| YOUR GOAL |
Please update the rows below by changing "Field-scouting task" to "Labeling task" throughout and keeping everything else the same. Leave the pictures out of your answer.

| AVAILABLE RECORDS |
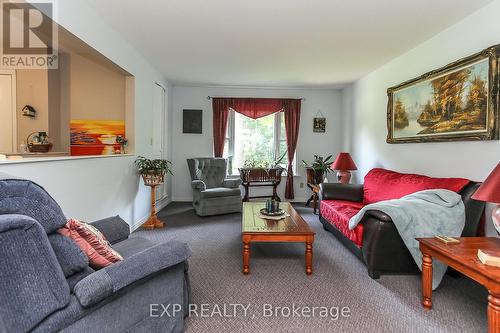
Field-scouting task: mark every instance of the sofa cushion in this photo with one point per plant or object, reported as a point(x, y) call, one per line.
point(218, 192)
point(114, 228)
point(75, 278)
point(92, 242)
point(381, 184)
point(338, 213)
point(23, 197)
point(69, 255)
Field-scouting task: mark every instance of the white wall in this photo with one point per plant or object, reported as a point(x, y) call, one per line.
point(96, 188)
point(473, 160)
point(201, 145)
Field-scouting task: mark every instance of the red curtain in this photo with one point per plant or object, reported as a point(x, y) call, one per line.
point(257, 107)
point(291, 107)
point(220, 108)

| RESULT OF THIS TASK |
Labeling task: mark every instance of the sofa cushion in this photo with one point per plant or object, reported as a point(x, y) call, one per line.
point(218, 192)
point(114, 228)
point(75, 278)
point(92, 242)
point(381, 184)
point(338, 213)
point(23, 197)
point(69, 255)
Labeling task: mark every instance of the white wall in this photo with one point per plant or object, reported as a point(x, y) call, one per line.
point(96, 188)
point(473, 160)
point(201, 145)
Labeling task: mark every instance of the red curtain in this photo with one point per plant or object, reported as a point(x, y) call, one per line.
point(257, 107)
point(291, 107)
point(220, 108)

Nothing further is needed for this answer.